§ **ABOUT THIS EXERCISE**
Please restate every record below word for word and skip the pictures.

-- MATERIAL PROVIDED follows --

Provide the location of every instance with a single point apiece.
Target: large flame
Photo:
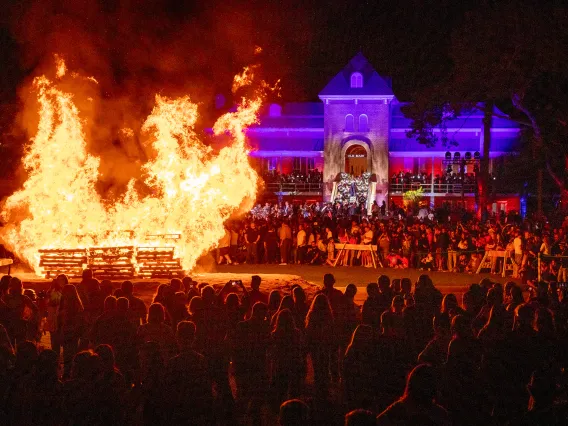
(192, 190)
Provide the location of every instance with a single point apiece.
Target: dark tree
(511, 54)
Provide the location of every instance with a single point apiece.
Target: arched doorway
(356, 160)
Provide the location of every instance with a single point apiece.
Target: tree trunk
(537, 147)
(483, 175)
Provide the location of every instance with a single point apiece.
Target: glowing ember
(192, 191)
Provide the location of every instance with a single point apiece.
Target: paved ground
(310, 277)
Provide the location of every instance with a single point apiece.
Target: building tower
(357, 105)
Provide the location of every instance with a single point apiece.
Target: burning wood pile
(183, 185)
(112, 263)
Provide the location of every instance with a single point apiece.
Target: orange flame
(192, 191)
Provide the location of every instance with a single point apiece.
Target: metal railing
(295, 187)
(439, 188)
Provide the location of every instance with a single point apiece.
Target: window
(311, 163)
(272, 163)
(297, 164)
(356, 80)
(363, 123)
(349, 123)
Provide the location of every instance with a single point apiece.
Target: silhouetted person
(156, 330)
(187, 382)
(360, 369)
(416, 406)
(294, 413)
(436, 351)
(137, 308)
(249, 352)
(360, 418)
(321, 341)
(287, 357)
(71, 325)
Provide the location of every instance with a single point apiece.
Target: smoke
(135, 50)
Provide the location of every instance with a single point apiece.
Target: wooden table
(357, 248)
(489, 261)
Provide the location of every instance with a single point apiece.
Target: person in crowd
(190, 399)
(417, 405)
(71, 325)
(321, 341)
(285, 237)
(294, 412)
(480, 355)
(137, 308)
(287, 357)
(360, 370)
(19, 309)
(156, 330)
(360, 417)
(252, 237)
(53, 297)
(254, 295)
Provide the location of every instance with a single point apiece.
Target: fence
(542, 257)
(438, 188)
(295, 187)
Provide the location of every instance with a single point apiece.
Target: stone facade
(375, 140)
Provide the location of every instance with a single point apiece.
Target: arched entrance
(356, 161)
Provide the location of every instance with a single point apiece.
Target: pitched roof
(373, 83)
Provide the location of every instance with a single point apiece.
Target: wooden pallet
(63, 261)
(158, 262)
(112, 262)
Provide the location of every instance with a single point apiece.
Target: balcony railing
(295, 188)
(439, 188)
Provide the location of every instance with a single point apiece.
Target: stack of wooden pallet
(112, 262)
(158, 262)
(60, 261)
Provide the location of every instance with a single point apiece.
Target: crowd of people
(403, 177)
(433, 241)
(311, 176)
(237, 355)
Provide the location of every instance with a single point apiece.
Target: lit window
(363, 123)
(297, 164)
(311, 164)
(349, 123)
(356, 80)
(272, 163)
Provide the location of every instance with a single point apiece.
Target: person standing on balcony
(285, 236)
(301, 242)
(518, 253)
(252, 236)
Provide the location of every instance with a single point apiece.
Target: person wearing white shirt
(518, 254)
(301, 241)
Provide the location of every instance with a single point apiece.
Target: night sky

-- MATERIAL PROVIDED concluded --

§ **OUTPUT OF THE EXERCISE**
Provide the location of every instance with a single point apiece.
Target: large flame
Photo:
(192, 190)
Provide the location of every instance with a single point apiece.
Target: dark tree
(511, 54)
Provide the location of every instance with a single point apiece.
Target: arched doorway
(356, 160)
Provide the location of every instance with a single point apiece.
Target: tree trunk
(537, 147)
(483, 175)
Provide the location of every instance with a single point apiece.
Target: glowing ember
(192, 191)
Provide the location of every instance with a single point apiece.
Target: paved ground
(310, 277)
Provide the location of every instance with a single point apiece.
Target: building tower
(357, 105)
Provide the location of every instance with a single point apiece.
Target: burning wood pile
(183, 185)
(112, 263)
Provide the location of every instance with a single point apiece.
Target: orange flame
(192, 191)
Provide the location of every instance with a single point apiece.
Target: metal railing
(295, 187)
(439, 188)
Provide the location of every instance with a single point apiece.
Target: window
(311, 163)
(272, 163)
(297, 164)
(356, 80)
(363, 123)
(349, 123)
Provide the location of every instance with a single point apiece.
Target: silhouetted person
(156, 330)
(187, 382)
(360, 369)
(416, 406)
(294, 413)
(436, 351)
(137, 308)
(249, 352)
(360, 418)
(321, 341)
(287, 357)
(71, 325)
Provide the location of every instance with a single point apiece.
Target: smoke
(135, 50)
Provide the location of every instance with a single point apiece.
Target: wooden table
(357, 248)
(489, 261)
Provide the location of every instance with a single point apiece.
Target: person in crowd
(190, 399)
(417, 405)
(71, 325)
(321, 341)
(285, 237)
(294, 412)
(480, 355)
(137, 308)
(287, 357)
(360, 370)
(19, 309)
(156, 330)
(360, 417)
(252, 237)
(53, 297)
(254, 295)
Provide the location of every instance with a single point apiece.
Target: fence
(542, 257)
(438, 188)
(295, 187)
Provide the location of every instance with a single point apiece.
Target: stone facade
(375, 140)
Provide the location of every instance with a single point apiece.
Target: arched entrance
(356, 161)
Provide the location of every instance with a single point apiece.
Target: pitched roof
(373, 83)
Provide the location of every instance with a single point apiece.
Target: wooden pallet
(63, 261)
(158, 262)
(112, 262)
Provide the location of every instance with a single point apiece.
Target: balcony railing
(295, 188)
(439, 188)
Provide the location of every instance with a single point apiece.
Target: stack of wooden pallet
(112, 262)
(158, 262)
(60, 261)
Provide the location of every instance with a single point apiece.
Target: crowd of people
(403, 177)
(433, 241)
(311, 176)
(237, 355)
Provide the location of every instance with a single point apiece.
Target: lit window
(363, 123)
(297, 164)
(311, 164)
(349, 123)
(356, 80)
(272, 163)
Provide the location of every instance with a single point apiece.
Target: person standing on balcony
(285, 236)
(301, 242)
(518, 253)
(252, 236)
Provide the location of every instance with a single point apiece.
Target: person wearing white shirt
(518, 254)
(301, 241)
Provide the location of every instance with a single point apiece.
Target: night sky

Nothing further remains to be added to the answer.